◆ Exercise goal: Extract the line that contains "positive clicks: (115, 70) (91, 50)" and every line after it to the end of the records below, exactly as written and nothing else.

◆ Extracted information:

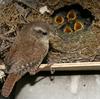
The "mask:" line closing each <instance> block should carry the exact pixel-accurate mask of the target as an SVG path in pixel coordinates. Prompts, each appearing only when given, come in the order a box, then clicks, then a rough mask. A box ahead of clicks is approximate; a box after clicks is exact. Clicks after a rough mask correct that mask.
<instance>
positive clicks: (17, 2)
mask: <svg viewBox="0 0 100 99" xmlns="http://www.w3.org/2000/svg"><path fill="white" fill-rule="evenodd" d="M38 1H39V2H38ZM98 2H99V0H74V1H73V0H45V1H44V0H35V1H34V0H29V1H28V0H16V1H11V0H10V1H9V2H7V4H6V3H5V4H2V5H1V6H0V35H1V36H0V54H1V59H4V57H5V53H7V52H8V51H9V49H10V47H11V45H12V43H13V42H14V40H15V37H16V35H17V30H18V29H21V28H22V27H23V25H24V24H27V23H30V22H33V21H34V20H35V19H36V18H39V19H43V20H45V21H48V22H49V23H50V26H51V29H52V30H53V35H51V36H50V38H49V39H50V50H49V52H48V55H47V57H46V58H45V60H44V62H43V63H73V62H97V61H100V4H99V3H98Z"/></svg>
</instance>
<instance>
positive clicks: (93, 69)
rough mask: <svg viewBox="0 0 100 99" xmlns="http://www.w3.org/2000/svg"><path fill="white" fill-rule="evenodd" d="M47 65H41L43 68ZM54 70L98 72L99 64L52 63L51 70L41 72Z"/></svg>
mask: <svg viewBox="0 0 100 99" xmlns="http://www.w3.org/2000/svg"><path fill="white" fill-rule="evenodd" d="M47 65H48V64H41V66H40V68H44V67H45V66H47ZM0 69H5V65H0ZM50 69H55V70H100V62H80V63H54V64H52V65H51V68H45V69H44V70H43V71H47V70H50Z"/></svg>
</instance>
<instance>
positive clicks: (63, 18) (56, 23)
mask: <svg viewBox="0 0 100 99" xmlns="http://www.w3.org/2000/svg"><path fill="white" fill-rule="evenodd" d="M54 22H55V23H56V24H57V25H61V24H63V23H64V18H63V17H62V16H56V17H55V18H54Z"/></svg>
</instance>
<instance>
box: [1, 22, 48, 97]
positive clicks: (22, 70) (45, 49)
mask: <svg viewBox="0 0 100 99" xmlns="http://www.w3.org/2000/svg"><path fill="white" fill-rule="evenodd" d="M48 32H49V24H48V23H47V22H42V20H35V21H34V22H33V23H30V24H27V25H25V26H24V27H23V28H22V30H21V31H19V32H18V33H17V36H16V39H15V41H14V43H13V44H12V46H11V48H10V51H9V52H8V53H7V55H6V57H5V59H4V63H5V64H6V66H7V73H8V77H7V79H6V81H5V83H4V85H3V88H2V93H1V94H2V95H3V96H5V97H8V96H9V95H10V93H11V91H12V89H13V87H14V85H15V83H16V81H18V80H19V79H20V78H21V77H22V76H23V75H24V74H26V73H27V72H29V73H30V74H35V72H36V71H37V70H38V69H39V66H40V64H41V63H42V61H43V59H44V57H45V56H46V55H47V53H48V49H49V39H48V35H49V34H48Z"/></svg>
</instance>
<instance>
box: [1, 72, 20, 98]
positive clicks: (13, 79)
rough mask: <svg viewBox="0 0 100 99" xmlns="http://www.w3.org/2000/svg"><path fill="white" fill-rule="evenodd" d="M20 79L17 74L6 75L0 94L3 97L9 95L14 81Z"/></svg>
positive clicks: (15, 80)
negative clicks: (6, 75) (0, 93)
mask: <svg viewBox="0 0 100 99" xmlns="http://www.w3.org/2000/svg"><path fill="white" fill-rule="evenodd" d="M19 79H20V76H19V75H18V74H14V73H12V74H9V75H8V76H7V79H6V81H5V83H4V85H3V88H2V91H1V94H2V95H3V96H4V97H8V96H9V95H10V93H11V92H12V89H13V87H14V85H15V83H16V82H17V81H18V80H19Z"/></svg>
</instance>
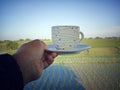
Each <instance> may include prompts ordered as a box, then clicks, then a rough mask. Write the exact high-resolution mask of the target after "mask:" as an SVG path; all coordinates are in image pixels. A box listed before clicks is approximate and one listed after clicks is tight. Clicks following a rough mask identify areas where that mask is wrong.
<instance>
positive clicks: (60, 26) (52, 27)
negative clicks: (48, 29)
mask: <svg viewBox="0 0 120 90" xmlns="http://www.w3.org/2000/svg"><path fill="white" fill-rule="evenodd" d="M53 27H78V28H79V26H77V25H55V26H52V28H53Z"/></svg>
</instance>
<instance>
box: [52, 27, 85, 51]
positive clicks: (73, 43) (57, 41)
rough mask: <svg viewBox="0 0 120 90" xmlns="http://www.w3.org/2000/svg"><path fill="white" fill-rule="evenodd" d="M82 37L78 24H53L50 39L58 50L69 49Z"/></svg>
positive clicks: (75, 45)
mask: <svg viewBox="0 0 120 90" xmlns="http://www.w3.org/2000/svg"><path fill="white" fill-rule="evenodd" d="M83 39H84V34H83V33H82V32H80V28H79V26H53V27H52V41H53V44H54V45H55V47H56V49H58V50H65V51H66V50H67V51H71V50H74V48H75V47H76V46H77V45H79V43H80V42H81V41H82V40H83Z"/></svg>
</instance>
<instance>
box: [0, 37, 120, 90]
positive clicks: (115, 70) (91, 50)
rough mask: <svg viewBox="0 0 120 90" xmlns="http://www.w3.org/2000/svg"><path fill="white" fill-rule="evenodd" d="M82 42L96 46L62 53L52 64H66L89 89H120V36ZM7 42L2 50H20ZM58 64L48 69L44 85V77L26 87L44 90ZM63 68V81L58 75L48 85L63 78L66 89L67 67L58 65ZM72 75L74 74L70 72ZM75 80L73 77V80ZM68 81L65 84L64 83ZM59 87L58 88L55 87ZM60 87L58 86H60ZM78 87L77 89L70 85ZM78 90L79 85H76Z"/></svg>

◆ Exercise solution:
positive clicks: (115, 70) (91, 50)
rough mask: <svg viewBox="0 0 120 90" xmlns="http://www.w3.org/2000/svg"><path fill="white" fill-rule="evenodd" d="M82 42L96 46L62 53L52 64H66L89 89H120V36ZM7 42L2 50H20ZM58 64L48 69L44 85V77L26 87L44 90ZM63 68V81L58 75L48 85L63 78L66 89L67 67L58 65ZM72 75L74 74L70 72ZM75 80L73 77V80ZM68 81L65 84L64 83ZM59 87L58 88L55 87ZM60 87L58 86H60ZM78 87L77 89L70 85ZM78 90L79 85H76Z"/></svg>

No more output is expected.